=== INSTRUCTION ===
Format every line of the records below as a JSON list of strings, one string per line and no blank lines. Leave the pictures out.

=== DATASET ENTRIES ===
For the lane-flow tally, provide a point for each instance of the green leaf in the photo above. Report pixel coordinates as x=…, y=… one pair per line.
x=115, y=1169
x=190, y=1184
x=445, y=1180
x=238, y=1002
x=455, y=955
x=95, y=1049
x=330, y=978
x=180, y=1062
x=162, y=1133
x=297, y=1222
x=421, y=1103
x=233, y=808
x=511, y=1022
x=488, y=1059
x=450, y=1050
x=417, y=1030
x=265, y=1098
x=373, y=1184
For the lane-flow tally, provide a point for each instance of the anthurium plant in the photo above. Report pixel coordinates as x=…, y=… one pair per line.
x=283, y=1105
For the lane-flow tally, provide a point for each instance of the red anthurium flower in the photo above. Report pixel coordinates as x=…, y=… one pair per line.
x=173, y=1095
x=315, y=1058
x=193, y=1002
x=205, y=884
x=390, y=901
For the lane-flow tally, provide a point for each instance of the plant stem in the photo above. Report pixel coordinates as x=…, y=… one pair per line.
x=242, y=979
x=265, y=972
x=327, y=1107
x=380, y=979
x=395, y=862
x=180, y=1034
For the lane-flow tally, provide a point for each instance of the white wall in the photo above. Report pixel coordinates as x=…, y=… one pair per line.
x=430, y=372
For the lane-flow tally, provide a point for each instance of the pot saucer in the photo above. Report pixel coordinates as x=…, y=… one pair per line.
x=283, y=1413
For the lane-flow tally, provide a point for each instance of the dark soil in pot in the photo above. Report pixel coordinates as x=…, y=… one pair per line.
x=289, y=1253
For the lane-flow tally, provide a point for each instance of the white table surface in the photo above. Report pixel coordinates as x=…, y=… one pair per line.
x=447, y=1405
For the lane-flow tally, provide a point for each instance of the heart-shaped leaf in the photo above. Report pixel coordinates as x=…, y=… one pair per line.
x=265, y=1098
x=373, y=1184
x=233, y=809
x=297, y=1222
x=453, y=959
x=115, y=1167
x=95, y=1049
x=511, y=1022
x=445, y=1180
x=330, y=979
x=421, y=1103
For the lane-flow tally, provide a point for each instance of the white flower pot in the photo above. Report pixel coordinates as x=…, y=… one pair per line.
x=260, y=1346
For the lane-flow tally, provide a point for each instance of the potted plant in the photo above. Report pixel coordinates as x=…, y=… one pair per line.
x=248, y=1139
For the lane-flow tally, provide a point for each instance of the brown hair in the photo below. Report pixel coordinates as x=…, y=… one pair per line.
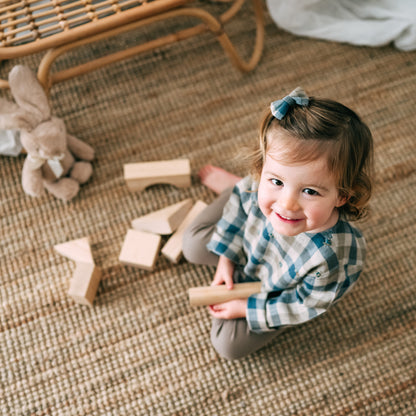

=== EXERCISE ANSWER ===
[
  "For the lane-flow tally, provide a point for each instance of the green leaf in the photo above. Report pixel coordinates as x=…, y=… one pair per line.",
  "x=115, y=1169",
  "x=190, y=1184",
  "x=445, y=1180",
  "x=238, y=1002",
  "x=455, y=955",
  "x=95, y=1049",
  "x=330, y=978",
  "x=180, y=1062",
  "x=162, y=1133",
  "x=297, y=1222",
  "x=421, y=1103",
  "x=233, y=808",
  "x=511, y=1022",
  "x=488, y=1059",
  "x=450, y=1050",
  "x=417, y=1030",
  "x=265, y=1098",
  "x=373, y=1184",
  "For the lane-flow tally, provide a point for each instance of the anthurium plant in the photo above. Report pixel coordinates as x=…, y=… one pair per line.",
  "x=283, y=1105",
  "For the lane-flow tally, provide a point for each instance of the red anthurium flower in the photo above. Report pixel coordinates as x=…, y=… one pair per line.",
  "x=173, y=1095",
  "x=315, y=1058",
  "x=193, y=1002",
  "x=205, y=884",
  "x=390, y=901",
  "For the lane-flow tally, provide a point for each instance of the plant stem in the photo above. Report pixel coordinates as x=…, y=… one pair per line.",
  "x=242, y=979",
  "x=265, y=972",
  "x=327, y=1107",
  "x=380, y=979",
  "x=395, y=862",
  "x=180, y=1034",
  "For the lane-flow tally, provide a point for each instance of the white wall in the photo above. Report pixel coordinates as x=…, y=… one pair per line.",
  "x=430, y=372",
  "For the lane-flow tally, provide a point for each instance of the pot saucer in the photo above. Report pixel coordinates as x=…, y=… one pair per line.",
  "x=283, y=1413",
  "For the lane-flow tally, provide a point for each instance of the dark soil in pot in the photo above. Report pixel coordinates as x=…, y=… one pair per line.",
  "x=289, y=1253",
  "For the lane-flow tally, provide a point for each instance of the white table surface in the photo above. Report pixel coordinates as x=…, y=… one pair per line.",
  "x=447, y=1405",
  "For the lane-flow tally, provide a point for each instance of the heart-shaped leaf in the photo above. Report pixel coordinates as x=…, y=… one pair per line.",
  "x=265, y=1098",
  "x=373, y=1184",
  "x=233, y=809",
  "x=297, y=1222",
  "x=453, y=959",
  "x=115, y=1167",
  "x=95, y=1049",
  "x=511, y=1022",
  "x=445, y=1180",
  "x=330, y=979",
  "x=421, y=1103",
  "For the lane-flow tally, provide a point for each instance of the white flower pot in the photo above. Report pixel coordinates as x=…, y=… one pair per line.",
  "x=260, y=1346",
  "For the lane-flow tally, provide a point for each instance of the potted plant in the photo above. Report pixel coordinates as x=…, y=… one pair per line.",
  "x=248, y=1139",
  "For the lane-flow tally, provide a point for each instance of the brown hair in the photo below. Report pixel coordinates as x=…, y=… one pair per line."
]